_WRITTEN TASK 1_
Please answer these questions about the riser thread, one line each, marked (a), (b) and (c):
(a) What lumber is eurovw89 using in place of 2 x 12's?
(b) How thick is the plastic eurovw89 bought for the bottom?
(c) What does NBPk402 suggest using to seal the two stacked layers?
_WRITTEN TASK 2_
Rewrite everything in the riser thread from "After I attach" down to "of another solution?", replacing "scrap wood" with "spare lumber".
[BEGIN PASSAGE TO READ]
# porting riser question



## eurovw89 (Feb 25, 2010)

here in the bottom part of my riser. I couldnt find 2 x 12's so im using 2 x 6's. I am framing out both sections then laying the other on top and securing them. 







My question is this. I ported the bottom part but block it in, and also going to port the top section in front as well. Since there are to separate chamber on the bottom section, would I have to port the rear of the bottom section even though I am porting the top half?

I didnt do the "calculations" on how much to "port", i just dont want it to be a "boomy" box.

thanks,
Jeff


----------



## NBPk402 (Feb 21, 2012)

Are you porting it to make a bass trap? If so I would think you would want to port all the chambers in the platform, and fill with fiberglass batting. I would use some plastic or something similar to prevent the fiberglass fibers from getting into your carpet. I assume you are going to cover the platform with carpet so you don't get the fiberglass into the air of your HT... :T

If you are going to stack 2 layers I would also caulk the 2 layers or use construction adhesive to seal them.


----------



## eurovw89 (Feb 25, 2010)

ellisr63 said:


> Are you porting it to make a bass trap? If so I would think you would want to port all the chambers in the platform, and fill with fiberglass batting. I would use some plastic or something similar to prevent the fiberglass fibers from getting into your carpet. I assume you are going to cover the platform with carpet so you don't get the fiberglass into the air of your HT... :T


I bought some 3.5mil plastic to put on the bottom to keep the fiberglass from getting out, and some acoustic fabric to cover the inside of the ports. 

After I attach the 2nd frame to the top I am putting 2 layers of 3/4 ply then padding and carpet.

Also I was going to cut some 1in pieces from the scrap wood and attach to the bottom of the platform so it wont ruin my carpet, well it will but not as bad. would you know of another solution?


----------



## NBPk402 (Feb 21, 2012)

I think it will work fine, but I would get some plywood, and cut it into strips that are equal 2 the 2 platforms total height and add them to the inside of the outer fame all around it to make it nice and strong and as one. I would get some construction adhesive and use it for attaching the plywood strips to the frame and then use some wood screws to attach the plywood to your 2x6 frame. I would then make holes all around the frame (inside beams and outside beams) work so it becomes one big bass trap... I think the more space you have for the bass trap the better off you will be. That is the only changes I see needed to your original plans.


----------



## eurovw89 (Feb 25, 2010)

ellisr63 said:


> I think it will work fine, but I would get some plywood, and cut it into strips that are equal 2 the 2 platforms total height and add them to the inside of the outer fame all around it to make it nice and strong and as one. I would get some construction adhesive and use it for attaching the plywood strips to the frame and then use some wood screws to attach the plywood to your 2x6 frame. I would then make holes all around the frame (inside beams and outside beams) work so it becomes one big bass trap... I think the more space you have for the bass trap the better off you will be. That is the only changes I see needed to your original plans.
[END PASSAGE TO READ]
[BEGIN INFORMATION GIVEN]
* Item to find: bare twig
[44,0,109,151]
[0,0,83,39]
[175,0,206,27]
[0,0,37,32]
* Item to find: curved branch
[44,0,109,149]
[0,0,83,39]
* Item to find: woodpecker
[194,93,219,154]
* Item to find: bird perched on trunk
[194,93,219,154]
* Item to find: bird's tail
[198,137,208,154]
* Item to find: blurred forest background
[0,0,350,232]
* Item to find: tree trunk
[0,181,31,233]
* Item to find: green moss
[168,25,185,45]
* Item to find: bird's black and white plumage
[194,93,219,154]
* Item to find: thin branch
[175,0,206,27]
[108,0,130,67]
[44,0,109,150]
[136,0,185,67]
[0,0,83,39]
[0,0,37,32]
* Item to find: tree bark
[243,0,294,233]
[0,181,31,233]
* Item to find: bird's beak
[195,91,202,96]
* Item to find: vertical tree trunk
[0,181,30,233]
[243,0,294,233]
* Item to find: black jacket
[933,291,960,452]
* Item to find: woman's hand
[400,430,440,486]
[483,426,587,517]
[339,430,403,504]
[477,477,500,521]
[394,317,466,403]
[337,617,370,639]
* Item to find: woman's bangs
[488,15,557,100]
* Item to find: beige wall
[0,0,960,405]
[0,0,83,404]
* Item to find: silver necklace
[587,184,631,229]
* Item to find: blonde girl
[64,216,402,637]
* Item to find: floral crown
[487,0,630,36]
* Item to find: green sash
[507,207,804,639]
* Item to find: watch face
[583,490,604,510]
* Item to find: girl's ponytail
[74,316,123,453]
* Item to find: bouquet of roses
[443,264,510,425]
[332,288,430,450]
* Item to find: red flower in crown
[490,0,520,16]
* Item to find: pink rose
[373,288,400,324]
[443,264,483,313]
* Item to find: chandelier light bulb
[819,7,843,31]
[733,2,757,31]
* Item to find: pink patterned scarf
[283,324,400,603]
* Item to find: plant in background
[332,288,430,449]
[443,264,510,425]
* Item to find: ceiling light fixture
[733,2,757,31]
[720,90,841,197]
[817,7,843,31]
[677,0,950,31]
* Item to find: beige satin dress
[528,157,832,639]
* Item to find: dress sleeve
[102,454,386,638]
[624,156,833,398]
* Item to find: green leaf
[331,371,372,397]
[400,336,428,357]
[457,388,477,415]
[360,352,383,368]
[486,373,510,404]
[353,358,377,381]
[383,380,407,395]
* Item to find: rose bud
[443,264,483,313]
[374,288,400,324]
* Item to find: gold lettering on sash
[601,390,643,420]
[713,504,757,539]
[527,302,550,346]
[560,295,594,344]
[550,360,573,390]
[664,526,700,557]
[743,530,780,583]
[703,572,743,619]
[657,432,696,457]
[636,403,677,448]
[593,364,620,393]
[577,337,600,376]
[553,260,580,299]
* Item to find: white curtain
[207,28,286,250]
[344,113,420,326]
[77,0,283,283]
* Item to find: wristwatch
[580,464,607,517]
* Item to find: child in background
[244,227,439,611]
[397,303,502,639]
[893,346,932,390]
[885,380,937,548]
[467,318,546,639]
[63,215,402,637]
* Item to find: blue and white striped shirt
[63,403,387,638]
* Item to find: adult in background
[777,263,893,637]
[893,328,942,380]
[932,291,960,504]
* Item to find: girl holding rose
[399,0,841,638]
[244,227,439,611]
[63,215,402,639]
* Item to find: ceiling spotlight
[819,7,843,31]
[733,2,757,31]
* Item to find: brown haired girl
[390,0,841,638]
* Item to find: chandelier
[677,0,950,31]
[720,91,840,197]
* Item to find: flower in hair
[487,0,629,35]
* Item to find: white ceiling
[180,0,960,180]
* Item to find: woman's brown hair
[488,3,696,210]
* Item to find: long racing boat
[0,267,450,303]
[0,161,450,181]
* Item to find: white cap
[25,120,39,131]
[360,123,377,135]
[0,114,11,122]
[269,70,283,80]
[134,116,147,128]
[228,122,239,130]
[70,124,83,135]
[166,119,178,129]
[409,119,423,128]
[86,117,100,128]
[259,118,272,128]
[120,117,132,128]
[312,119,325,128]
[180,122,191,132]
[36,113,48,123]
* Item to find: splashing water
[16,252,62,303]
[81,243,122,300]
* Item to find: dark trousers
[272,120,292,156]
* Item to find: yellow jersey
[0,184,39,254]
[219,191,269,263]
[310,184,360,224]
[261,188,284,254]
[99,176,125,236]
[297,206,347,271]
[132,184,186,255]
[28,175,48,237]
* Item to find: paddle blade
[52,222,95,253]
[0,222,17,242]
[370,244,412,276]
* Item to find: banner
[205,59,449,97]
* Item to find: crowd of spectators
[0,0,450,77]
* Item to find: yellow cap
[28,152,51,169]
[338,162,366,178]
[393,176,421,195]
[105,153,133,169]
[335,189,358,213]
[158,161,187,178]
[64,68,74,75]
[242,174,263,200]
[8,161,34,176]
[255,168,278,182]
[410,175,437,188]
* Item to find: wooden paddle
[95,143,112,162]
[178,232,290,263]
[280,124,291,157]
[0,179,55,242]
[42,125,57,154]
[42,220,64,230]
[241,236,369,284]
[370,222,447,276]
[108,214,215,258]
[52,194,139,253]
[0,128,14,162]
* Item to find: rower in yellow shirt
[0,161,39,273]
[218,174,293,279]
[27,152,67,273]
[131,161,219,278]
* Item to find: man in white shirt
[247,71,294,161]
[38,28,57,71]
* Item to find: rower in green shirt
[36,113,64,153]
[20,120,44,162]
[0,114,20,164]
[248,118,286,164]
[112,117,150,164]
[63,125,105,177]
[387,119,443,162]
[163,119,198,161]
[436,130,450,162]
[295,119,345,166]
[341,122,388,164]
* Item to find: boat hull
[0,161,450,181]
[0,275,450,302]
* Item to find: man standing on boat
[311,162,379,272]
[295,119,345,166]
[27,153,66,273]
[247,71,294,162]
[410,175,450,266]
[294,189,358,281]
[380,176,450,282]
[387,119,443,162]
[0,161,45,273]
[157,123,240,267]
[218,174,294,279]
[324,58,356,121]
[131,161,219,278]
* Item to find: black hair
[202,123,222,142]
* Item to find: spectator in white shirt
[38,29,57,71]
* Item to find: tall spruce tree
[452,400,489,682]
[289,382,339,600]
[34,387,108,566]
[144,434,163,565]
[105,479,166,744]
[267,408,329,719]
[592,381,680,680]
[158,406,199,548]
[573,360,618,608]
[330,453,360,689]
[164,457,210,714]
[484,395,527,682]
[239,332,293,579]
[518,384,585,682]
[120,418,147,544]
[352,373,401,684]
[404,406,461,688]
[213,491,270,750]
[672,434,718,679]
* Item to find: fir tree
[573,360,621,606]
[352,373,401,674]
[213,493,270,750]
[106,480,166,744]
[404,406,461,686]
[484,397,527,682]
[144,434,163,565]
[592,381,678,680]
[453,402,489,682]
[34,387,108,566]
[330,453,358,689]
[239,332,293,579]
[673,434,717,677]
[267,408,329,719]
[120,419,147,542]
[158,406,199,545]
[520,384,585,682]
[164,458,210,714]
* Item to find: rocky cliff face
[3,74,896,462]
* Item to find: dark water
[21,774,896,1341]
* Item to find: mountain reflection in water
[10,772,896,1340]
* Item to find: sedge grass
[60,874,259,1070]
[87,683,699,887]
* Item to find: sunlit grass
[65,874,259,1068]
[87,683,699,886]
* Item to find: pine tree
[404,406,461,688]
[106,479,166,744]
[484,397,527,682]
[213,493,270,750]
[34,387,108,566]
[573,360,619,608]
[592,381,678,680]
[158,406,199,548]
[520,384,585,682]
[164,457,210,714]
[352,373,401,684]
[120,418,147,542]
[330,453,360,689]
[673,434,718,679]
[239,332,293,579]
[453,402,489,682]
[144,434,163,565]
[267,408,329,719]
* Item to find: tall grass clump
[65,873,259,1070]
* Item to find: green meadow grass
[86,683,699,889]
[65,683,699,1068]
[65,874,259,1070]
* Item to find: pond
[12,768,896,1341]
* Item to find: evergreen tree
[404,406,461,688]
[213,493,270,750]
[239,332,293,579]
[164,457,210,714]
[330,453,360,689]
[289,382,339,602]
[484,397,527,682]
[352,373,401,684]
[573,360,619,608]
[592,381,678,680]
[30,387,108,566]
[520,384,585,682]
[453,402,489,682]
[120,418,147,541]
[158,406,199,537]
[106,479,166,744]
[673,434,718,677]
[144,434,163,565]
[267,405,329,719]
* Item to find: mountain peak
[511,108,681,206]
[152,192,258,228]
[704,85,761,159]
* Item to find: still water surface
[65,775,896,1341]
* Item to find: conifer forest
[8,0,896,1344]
[END INFORMATION GIVEN]
_CORRECT RESULT 1_
(a) 2 x 6's
(b) 3.5mil
(c) Caulk or construction adhesive

_CORRECT RESULT 2_
After I attach the 2nd frame to the top I am putting 2 layers of 3/4 ply then padding and carpet.

Also I was going to cut some 1in pieces from the spare lumber and attach to the bottom of the platform so it wont ruin my carpet, well it will but not as bad. would you know of another solution?